** begin DATA FOR THE TASK **

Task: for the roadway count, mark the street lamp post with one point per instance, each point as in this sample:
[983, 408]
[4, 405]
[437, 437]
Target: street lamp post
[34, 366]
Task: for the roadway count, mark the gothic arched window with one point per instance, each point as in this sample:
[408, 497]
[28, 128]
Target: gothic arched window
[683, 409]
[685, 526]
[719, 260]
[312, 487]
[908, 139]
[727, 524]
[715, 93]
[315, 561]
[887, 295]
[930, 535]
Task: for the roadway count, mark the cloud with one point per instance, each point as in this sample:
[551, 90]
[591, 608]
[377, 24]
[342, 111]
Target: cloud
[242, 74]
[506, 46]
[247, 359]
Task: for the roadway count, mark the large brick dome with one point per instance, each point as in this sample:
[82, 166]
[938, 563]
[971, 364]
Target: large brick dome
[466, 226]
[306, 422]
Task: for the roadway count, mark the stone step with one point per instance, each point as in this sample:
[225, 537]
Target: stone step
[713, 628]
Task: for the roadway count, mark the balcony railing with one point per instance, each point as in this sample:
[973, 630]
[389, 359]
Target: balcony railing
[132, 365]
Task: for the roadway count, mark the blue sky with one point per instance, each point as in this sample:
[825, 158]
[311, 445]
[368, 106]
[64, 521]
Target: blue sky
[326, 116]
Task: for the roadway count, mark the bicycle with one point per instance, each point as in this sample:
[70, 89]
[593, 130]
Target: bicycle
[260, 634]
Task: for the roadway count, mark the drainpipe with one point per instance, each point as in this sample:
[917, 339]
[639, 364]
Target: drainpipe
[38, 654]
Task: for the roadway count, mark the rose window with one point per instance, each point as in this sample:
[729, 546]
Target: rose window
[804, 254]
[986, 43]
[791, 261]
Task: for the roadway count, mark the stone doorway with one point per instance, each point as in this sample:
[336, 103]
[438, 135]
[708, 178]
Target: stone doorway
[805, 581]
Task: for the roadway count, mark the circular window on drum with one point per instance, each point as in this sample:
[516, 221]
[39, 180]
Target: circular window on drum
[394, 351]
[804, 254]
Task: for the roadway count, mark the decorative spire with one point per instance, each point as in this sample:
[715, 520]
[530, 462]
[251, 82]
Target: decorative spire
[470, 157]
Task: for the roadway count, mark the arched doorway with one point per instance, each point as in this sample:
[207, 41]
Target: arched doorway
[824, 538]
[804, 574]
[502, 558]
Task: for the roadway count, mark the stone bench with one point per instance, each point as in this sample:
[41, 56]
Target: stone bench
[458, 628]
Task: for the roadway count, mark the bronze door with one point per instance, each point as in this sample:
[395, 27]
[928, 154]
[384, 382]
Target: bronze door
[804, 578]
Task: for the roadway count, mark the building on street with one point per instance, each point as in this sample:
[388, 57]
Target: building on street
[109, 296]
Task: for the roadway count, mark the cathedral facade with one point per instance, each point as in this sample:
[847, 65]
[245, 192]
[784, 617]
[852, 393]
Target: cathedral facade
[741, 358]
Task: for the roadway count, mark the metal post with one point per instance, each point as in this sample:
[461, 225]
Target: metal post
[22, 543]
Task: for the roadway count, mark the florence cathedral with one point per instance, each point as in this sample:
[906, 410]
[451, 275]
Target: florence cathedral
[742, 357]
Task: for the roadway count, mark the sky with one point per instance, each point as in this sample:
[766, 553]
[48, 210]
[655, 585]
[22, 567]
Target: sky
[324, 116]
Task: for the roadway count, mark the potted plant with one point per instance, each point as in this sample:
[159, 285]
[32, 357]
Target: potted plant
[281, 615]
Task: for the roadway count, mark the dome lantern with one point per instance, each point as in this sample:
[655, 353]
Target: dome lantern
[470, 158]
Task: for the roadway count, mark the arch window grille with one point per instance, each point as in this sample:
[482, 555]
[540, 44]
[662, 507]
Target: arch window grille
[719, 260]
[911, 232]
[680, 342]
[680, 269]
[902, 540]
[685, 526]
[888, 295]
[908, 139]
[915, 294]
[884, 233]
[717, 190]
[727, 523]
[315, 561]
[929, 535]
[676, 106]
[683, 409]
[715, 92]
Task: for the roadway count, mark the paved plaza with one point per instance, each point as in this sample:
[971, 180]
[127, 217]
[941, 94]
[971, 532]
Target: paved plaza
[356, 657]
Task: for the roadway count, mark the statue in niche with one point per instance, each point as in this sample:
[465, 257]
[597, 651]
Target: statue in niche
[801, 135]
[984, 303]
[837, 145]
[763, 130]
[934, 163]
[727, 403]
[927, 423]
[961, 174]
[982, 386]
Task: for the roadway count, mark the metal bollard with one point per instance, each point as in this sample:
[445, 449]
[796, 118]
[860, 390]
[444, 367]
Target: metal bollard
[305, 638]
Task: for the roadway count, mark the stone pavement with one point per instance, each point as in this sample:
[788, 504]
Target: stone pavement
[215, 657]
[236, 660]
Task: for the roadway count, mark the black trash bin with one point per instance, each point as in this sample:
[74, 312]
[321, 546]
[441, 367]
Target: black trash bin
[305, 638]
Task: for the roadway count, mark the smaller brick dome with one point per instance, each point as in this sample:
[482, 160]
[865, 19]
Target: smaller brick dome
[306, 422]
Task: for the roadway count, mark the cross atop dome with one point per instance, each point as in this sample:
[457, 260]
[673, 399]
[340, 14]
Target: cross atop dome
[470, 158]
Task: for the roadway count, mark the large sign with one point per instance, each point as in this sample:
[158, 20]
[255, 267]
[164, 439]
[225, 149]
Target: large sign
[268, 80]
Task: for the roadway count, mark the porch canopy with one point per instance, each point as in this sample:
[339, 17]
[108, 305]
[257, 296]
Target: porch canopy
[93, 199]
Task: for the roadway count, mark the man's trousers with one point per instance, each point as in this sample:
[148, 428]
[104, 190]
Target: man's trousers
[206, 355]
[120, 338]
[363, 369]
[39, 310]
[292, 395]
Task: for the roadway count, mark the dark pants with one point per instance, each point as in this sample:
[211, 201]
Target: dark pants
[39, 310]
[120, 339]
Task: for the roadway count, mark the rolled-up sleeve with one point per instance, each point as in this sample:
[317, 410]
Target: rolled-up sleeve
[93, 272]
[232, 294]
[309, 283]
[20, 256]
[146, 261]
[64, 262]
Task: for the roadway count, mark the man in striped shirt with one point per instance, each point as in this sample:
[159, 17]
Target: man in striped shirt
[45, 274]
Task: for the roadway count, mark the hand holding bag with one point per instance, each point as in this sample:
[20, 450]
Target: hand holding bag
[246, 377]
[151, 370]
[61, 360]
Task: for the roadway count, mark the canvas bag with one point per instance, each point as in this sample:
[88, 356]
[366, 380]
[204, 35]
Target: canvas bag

** end DATA FOR THE TASK **

→ **WHAT IS EXPECTED**
Write out each line of the data above again, exactly as given.

→ **OUTPUT BELOW**
Task: for the roadway count, mark the street lamp post with one point per instance, each point as in this sample:
[983, 408]
[4, 405]
[437, 437]
Target: street lamp post
[34, 366]
Task: for the roadway count, mark the gothic arched window with one point per instance, each point as in this sample:
[408, 497]
[28, 128]
Target: gothic arched window
[683, 409]
[685, 526]
[719, 260]
[312, 487]
[908, 139]
[727, 524]
[715, 93]
[315, 561]
[887, 295]
[930, 535]
Task: for the roadway count, mark the cloud with one point per instance, each point as in this sample:
[551, 90]
[591, 608]
[377, 24]
[342, 111]
Target: cloud
[242, 74]
[506, 46]
[247, 359]
Task: for the roadway count, mark the large brick dome with one point per instance, each point as in this sample:
[82, 166]
[938, 563]
[971, 364]
Target: large brick dome
[466, 226]
[306, 422]
Task: for the roadway count, mark the stone step with one point per instance, each point as in this sample:
[225, 537]
Target: stone step
[713, 628]
Task: for the roadway count, mark the balcony railing with one point per instance, each point as in this sample:
[973, 630]
[389, 359]
Target: balcony railing
[132, 365]
Task: for the roadway count, mark the blue sky with one point per instance, each point as in this sample:
[825, 158]
[311, 445]
[368, 106]
[64, 521]
Target: blue sky
[326, 116]
Task: for the roadway count, mark the bicycle with one point per instance, each point as in this sample:
[70, 89]
[593, 130]
Target: bicycle
[260, 634]
Task: for the roadway count, mark the drainpipe with one point per instance, each point as in this sample:
[917, 339]
[639, 364]
Target: drainpipe
[38, 654]
Task: for the roadway count, mark the rose window with one point per instance, each point as in this sample:
[729, 546]
Target: rose window
[804, 254]
[986, 43]
[791, 261]
Task: for the roadway count, mark the stone doorway with one point per instance, each point as in this sample:
[336, 103]
[438, 135]
[708, 178]
Target: stone doorway
[805, 581]
Task: for the roadway count, mark the circular window on drum with one point per instance, each point as in this sample:
[516, 221]
[39, 180]
Target: circular window on drum
[394, 351]
[804, 254]
Task: for the roadway count, mark the decorative spire with one point per instance, each point as in this sample:
[715, 520]
[530, 462]
[251, 82]
Target: decorative spire
[470, 157]
Task: for the roadway count, mark the arched doorway with one point per instance, each point as in this sample:
[207, 41]
Target: arched doorway
[824, 538]
[804, 574]
[502, 558]
Task: for the roadway count, mark the stone bench with one point per instance, each point as in this sample:
[41, 56]
Target: stone bench
[458, 628]
Task: for the roadway count, mark the bronze door with one point per instance, each point as in this sample:
[395, 27]
[928, 154]
[384, 382]
Target: bronze door
[804, 578]
Task: for the roadway count, mark the building on street with one point per instance, each point as in this sample:
[388, 57]
Target: building on street
[109, 296]
Task: for the roadway count, mark the cathedral facade with one point per instance, each point as in this sample:
[847, 65]
[245, 192]
[784, 617]
[852, 393]
Target: cathedral facade
[741, 358]
Task: for the roadway count, mark the metal post with one point per instance, each point as in this sample:
[461, 225]
Target: metal post
[22, 543]
Task: for the roadway count, mark the florence cathedral with one point per instance, each point as in this sample:
[906, 410]
[451, 275]
Target: florence cathedral
[742, 357]
Task: for the roadway count, mark the sky with one point per instance, each point as in this sample:
[766, 553]
[48, 210]
[655, 585]
[22, 567]
Target: sky
[324, 116]
Task: for the roadway count, mark the potted plant with one point per instance, each point as in this sample:
[159, 285]
[32, 357]
Target: potted plant
[281, 615]
Task: for the roadway count, mark the dome lantern with one point per instance, each point as in this sample:
[655, 353]
Target: dome lantern
[470, 158]
Task: for the roadway count, mark the arch window grille with one point per instance, each point as in this sample:
[482, 555]
[540, 44]
[662, 507]
Target: arch window grille
[719, 260]
[911, 232]
[680, 342]
[680, 269]
[902, 540]
[685, 526]
[888, 295]
[908, 139]
[915, 294]
[884, 233]
[717, 190]
[727, 523]
[315, 561]
[929, 535]
[676, 106]
[683, 409]
[715, 92]
Task: for the roadway count, mark the paved plaza with one point per instance, each point as in this sample:
[971, 180]
[127, 217]
[941, 94]
[971, 532]
Target: paved plaza
[356, 657]
Task: for the roadway count, mark the statue in niche with one point per instance, each point as in this sample:
[465, 257]
[597, 651]
Target: statue in niche
[801, 135]
[984, 303]
[837, 145]
[763, 130]
[934, 163]
[727, 403]
[927, 423]
[961, 174]
[982, 386]
Task: for the roadway count, mark the metal bollard with one point per instance, each point as in this sample:
[445, 449]
[796, 118]
[860, 390]
[444, 367]
Target: metal bollard
[305, 638]
Task: for the roadway count, mark the stone pavement with one point per instance, each point as in this sample:
[788, 504]
Target: stone pavement
[215, 657]
[236, 660]
Task: for the roadway count, mark the black trash bin with one point per instance, each point as in this sample:
[74, 312]
[321, 546]
[441, 367]
Target: black trash bin
[305, 638]
Task: for the roadway count, mark the smaller brick dome with one point per instance, each point as in this sample:
[482, 160]
[865, 19]
Target: smaller brick dome
[306, 422]
Task: for the roadway count, mark the cross atop dome with one point per instance, each point as in this sample:
[457, 260]
[673, 399]
[340, 14]
Target: cross atop dome
[470, 158]
Task: for the roadway count, mark the large sign with one point per instance, each point as in this sample:
[158, 20]
[255, 267]
[164, 439]
[225, 149]
Target: large sign
[268, 80]
Task: for the roadway count, mark the porch canopy with one point per instance, each point as in this sample:
[339, 17]
[108, 305]
[257, 296]
Target: porch canopy
[93, 199]
Task: for the roadway count, mark the man's trousers with one point per instance, each point as in this sample:
[148, 428]
[104, 190]
Target: man's trousers
[206, 355]
[120, 338]
[363, 369]
[39, 310]
[292, 395]
Task: for the roadway count, mark the dark pants with one point per instance, each point as in this sample:
[211, 201]
Target: dark pants
[39, 310]
[120, 339]
Task: for the roadway count, mark the rolled-up sleeve with one point per instance, each point as in this sample:
[317, 410]
Target: rolled-up sleeve
[93, 272]
[232, 294]
[309, 283]
[20, 256]
[146, 261]
[64, 262]
Task: for the roadway count, mark the man in striped shirt with one point per instance, each point as in this sample:
[159, 17]
Target: man in striped shirt
[45, 274]
Task: for the roadway count, mark the hand holding bag with one point per instance, each point as in this sample:
[20, 450]
Target: hand holding bag
[246, 377]
[151, 370]
[61, 360]
Task: for the roadway count, mark the canvas bag with one point per instance, each point as in this sample:
[88, 356]
[366, 380]
[204, 35]
Target: canvas bag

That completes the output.